--- start Page ---
Regrettably, the Supreme Court of Georgia does not agree with you.



> In an attempt to show the creek is navigable, Givens floated through Ichauway's leasehold on a styrofoam and wood raft that was four feet wide, sixteen feet long, and drew one foot of water. He loaded the raft with a goat, a bale of cotton, and two passengers, disassembling the raft and portaging around the dam. He argues the goat, cotton, and passengers were freight and his trip showed the creek was capable of use for transporting freight under OCGA § 44-8-5 (a), despite the presence of the dam. OCGA § 44-8-5 (a), however, requires that to be deemed navigable, a stream must support freight traffic "in the regular course of trade." Givens does not claim craft such as his are currently used in the regular course of trade but does contend the raft is representative of craft that were so used in the nineteenth century. He argues this shows the creek was formerly navigable under the definition, and that once a stream is susceptible of navigation that status is not lost. He also relies upon this argument to maintain that the creek can be deemed navigable despite the presence of the dam which undisputedly prevents the free passage of boats through the creek.
--- end Page ---
» **Complete the following**:
1. From the passage on the creek's navigability, list each thing Givens loaded onto his raft.
2. Extend the passage on the creek's navigability with a few more sentences that follow from its final sentence.
--- start Information given ---
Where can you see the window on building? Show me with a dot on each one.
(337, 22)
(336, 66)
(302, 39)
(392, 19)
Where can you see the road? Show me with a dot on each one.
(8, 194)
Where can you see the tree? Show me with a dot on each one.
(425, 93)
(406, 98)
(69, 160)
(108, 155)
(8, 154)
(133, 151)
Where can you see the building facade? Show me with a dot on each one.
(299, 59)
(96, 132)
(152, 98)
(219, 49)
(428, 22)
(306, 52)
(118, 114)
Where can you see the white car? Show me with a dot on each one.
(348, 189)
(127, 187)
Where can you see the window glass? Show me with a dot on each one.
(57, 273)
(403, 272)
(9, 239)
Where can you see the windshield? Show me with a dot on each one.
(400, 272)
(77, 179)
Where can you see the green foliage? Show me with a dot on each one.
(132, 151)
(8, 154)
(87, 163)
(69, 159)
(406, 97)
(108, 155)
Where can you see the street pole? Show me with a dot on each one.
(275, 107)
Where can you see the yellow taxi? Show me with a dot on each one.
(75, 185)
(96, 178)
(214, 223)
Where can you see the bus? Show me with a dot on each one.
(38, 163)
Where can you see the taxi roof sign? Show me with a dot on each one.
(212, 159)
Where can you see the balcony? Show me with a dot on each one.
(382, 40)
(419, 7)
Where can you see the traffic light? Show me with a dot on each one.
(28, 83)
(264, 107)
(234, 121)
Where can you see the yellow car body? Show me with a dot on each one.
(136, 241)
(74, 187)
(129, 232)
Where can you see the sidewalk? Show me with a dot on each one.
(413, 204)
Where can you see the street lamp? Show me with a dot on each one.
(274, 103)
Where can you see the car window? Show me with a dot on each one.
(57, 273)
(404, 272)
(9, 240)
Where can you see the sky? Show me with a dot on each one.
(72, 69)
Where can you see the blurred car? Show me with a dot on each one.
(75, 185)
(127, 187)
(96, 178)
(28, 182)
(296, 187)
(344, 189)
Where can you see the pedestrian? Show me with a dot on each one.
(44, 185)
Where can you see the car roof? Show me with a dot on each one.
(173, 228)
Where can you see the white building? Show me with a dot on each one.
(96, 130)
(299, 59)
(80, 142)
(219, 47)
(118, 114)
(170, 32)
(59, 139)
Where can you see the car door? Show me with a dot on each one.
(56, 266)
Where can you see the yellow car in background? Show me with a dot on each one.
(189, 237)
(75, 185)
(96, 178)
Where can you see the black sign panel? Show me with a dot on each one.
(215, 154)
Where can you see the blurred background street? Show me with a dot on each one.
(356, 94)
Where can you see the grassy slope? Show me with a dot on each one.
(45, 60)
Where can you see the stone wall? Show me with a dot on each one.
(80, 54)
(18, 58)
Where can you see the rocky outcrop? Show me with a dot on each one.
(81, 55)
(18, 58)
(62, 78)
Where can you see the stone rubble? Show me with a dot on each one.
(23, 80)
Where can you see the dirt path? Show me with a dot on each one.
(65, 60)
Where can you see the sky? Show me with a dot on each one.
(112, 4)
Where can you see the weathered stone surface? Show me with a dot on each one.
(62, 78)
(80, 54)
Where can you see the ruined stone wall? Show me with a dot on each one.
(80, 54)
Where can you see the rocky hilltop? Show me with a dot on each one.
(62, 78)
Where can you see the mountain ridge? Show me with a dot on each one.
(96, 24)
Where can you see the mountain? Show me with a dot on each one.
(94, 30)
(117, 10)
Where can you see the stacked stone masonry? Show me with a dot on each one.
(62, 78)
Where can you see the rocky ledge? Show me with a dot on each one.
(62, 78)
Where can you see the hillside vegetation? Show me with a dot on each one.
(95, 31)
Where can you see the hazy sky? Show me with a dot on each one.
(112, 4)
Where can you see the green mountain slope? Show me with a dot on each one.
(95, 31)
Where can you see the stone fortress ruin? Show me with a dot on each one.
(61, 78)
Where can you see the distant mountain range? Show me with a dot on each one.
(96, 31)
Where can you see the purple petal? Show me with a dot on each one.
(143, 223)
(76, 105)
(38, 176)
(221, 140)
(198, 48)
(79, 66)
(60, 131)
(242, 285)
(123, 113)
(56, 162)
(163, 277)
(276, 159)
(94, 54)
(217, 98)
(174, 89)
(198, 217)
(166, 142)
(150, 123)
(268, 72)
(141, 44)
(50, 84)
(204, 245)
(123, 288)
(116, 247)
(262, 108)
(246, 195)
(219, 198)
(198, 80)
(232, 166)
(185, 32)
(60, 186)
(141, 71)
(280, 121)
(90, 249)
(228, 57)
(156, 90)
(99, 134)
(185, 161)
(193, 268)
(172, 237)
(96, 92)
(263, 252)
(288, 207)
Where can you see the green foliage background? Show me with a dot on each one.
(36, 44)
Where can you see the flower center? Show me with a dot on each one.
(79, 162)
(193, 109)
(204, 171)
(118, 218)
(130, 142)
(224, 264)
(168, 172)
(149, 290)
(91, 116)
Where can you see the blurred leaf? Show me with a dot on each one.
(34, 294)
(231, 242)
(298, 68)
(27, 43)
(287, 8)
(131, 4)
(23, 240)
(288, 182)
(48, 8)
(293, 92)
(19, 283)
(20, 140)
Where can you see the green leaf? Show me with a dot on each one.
--- end Information given ---
» **Answers per task**:
1.
a goat
a bale of cotton
two passengers

2.
> 
> Irrespective of whether a stream once regarded as navigable is forever so regarded, the record does not show that this creek was ever navigable under the statutory definition.






> Givens also suggests that there is a public right of common passage on the creek, relying on the following language from Young v. Harrison, 6 Ga. 130, 140--141 (1849):
> 
> Rivers are of three kinds: 1st. Such as are wholly and absolutely private property. 2d. Such as are private property, subject to the servitude of the public interest, by a passage upon them. The distinguishing test between the two is, whether they are susceptible or not of use for a common passage. 3d. Rivers where the tide ebbs and flows, which are called arms of the sea. [Cit.]
> 
> ...


GIVENS v. ICHAUWAY, INC., 268 Ga. 710


This issue has also arisen on the Broad River, the West Fork of the Chattoga, and Toccoa River, and the authorities have found in favor of the landowner.

The lower Altamaha is a case study in the "common law", or "we don't need no stinking law books".  Morgan Lake which is in much the same as the Ft. Barrington Lake is treated as private property.

Same for Hughes Old River, although it was once a steamboat stop, and so clearly "navigable".

OTOH, Penholloway Creek, which could be considered private property, has generally be treated as public access water, as are tributaries such as the Ohoopee.


----------



## h20fowlin (Oct 1, 2007)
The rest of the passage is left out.